(Referring expression pointing data)
■ ■ ■ ■

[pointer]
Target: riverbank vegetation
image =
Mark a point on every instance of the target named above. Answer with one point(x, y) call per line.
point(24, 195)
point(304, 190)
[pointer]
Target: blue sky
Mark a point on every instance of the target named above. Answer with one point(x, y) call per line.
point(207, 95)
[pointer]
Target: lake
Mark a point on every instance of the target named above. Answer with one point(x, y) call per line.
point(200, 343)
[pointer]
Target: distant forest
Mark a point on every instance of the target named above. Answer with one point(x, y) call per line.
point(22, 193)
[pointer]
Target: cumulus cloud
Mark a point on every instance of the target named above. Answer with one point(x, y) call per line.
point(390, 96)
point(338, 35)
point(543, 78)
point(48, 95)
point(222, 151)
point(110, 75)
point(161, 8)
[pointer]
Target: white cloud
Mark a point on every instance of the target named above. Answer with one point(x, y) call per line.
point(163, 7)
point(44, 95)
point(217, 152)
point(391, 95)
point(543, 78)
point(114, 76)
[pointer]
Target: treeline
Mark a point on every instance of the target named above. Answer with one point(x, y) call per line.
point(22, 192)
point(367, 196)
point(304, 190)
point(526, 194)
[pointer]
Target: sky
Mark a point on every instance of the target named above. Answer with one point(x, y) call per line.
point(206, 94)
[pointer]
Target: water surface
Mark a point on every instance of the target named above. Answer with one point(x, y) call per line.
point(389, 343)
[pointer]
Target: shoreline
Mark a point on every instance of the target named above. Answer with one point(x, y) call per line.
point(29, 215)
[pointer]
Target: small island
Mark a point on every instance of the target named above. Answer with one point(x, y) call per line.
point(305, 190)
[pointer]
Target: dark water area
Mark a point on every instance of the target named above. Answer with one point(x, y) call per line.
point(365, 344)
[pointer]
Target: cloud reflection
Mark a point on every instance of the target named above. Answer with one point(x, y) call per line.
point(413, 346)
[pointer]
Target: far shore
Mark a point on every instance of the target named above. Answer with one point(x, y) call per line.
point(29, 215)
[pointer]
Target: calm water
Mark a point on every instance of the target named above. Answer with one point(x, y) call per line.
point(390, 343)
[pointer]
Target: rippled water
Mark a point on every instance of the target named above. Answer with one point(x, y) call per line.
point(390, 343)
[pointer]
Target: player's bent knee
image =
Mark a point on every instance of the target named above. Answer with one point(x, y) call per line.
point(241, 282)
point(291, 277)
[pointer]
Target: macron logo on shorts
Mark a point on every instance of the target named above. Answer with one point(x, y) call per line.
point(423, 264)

■ ■ ■ ■

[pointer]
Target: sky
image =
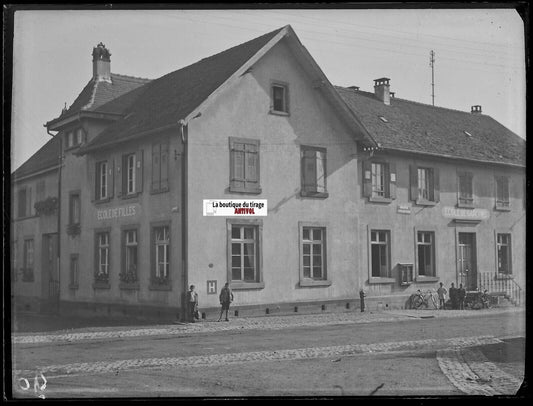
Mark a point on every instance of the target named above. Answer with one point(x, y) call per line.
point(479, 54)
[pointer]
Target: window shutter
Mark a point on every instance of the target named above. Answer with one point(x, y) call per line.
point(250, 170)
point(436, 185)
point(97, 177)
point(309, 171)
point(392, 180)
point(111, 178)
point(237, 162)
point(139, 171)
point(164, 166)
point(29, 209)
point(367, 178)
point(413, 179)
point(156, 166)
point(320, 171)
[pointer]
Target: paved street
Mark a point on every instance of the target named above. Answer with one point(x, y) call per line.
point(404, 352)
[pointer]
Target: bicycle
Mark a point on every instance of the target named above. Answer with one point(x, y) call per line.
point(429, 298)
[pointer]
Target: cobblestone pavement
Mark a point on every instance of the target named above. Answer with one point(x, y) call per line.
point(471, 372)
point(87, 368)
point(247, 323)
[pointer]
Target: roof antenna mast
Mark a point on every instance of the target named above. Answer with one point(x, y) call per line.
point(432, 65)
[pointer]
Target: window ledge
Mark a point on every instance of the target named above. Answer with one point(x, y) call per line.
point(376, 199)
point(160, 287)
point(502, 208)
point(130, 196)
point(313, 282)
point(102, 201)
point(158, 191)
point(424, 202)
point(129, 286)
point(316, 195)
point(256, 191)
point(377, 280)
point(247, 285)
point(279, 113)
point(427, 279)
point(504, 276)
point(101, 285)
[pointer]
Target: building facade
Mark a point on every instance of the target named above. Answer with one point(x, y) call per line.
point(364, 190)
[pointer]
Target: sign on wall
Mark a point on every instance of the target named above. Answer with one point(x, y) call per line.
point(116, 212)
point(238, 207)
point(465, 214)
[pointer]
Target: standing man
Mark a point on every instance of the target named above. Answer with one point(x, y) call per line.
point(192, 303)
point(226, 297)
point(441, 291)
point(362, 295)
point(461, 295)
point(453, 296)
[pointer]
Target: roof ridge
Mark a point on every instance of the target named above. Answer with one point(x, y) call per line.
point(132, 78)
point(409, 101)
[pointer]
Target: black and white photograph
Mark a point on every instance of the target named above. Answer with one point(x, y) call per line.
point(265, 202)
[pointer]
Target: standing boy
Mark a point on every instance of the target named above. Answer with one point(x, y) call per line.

■ ■ ■ ■

Exercise aim
Please return only the lines above, starting at the line that has "Target: dark water area" and ending at the line that has "Target: rippled water", keeping both and leaving each one unchanged.

Exercise result
Target: dark water area
Mark a point on every instance of the target named above. Answer with one point(x, y) call per line.
point(365, 344)
[pointer]
Target: cloud reflection
Mark a point on every instance of the target named above. Answer with one point(x, y) call per line.
point(413, 346)
[pointer]
Target: far shore
Mark a point on every instance of the target named above. Answer with one point(x, y) call per line.
point(29, 215)
[pointer]
Target: calm water
Mark a point on every instance of the target named above. Answer with one point(x, y) call per line.
point(390, 343)
[pointer]
Target: rippled water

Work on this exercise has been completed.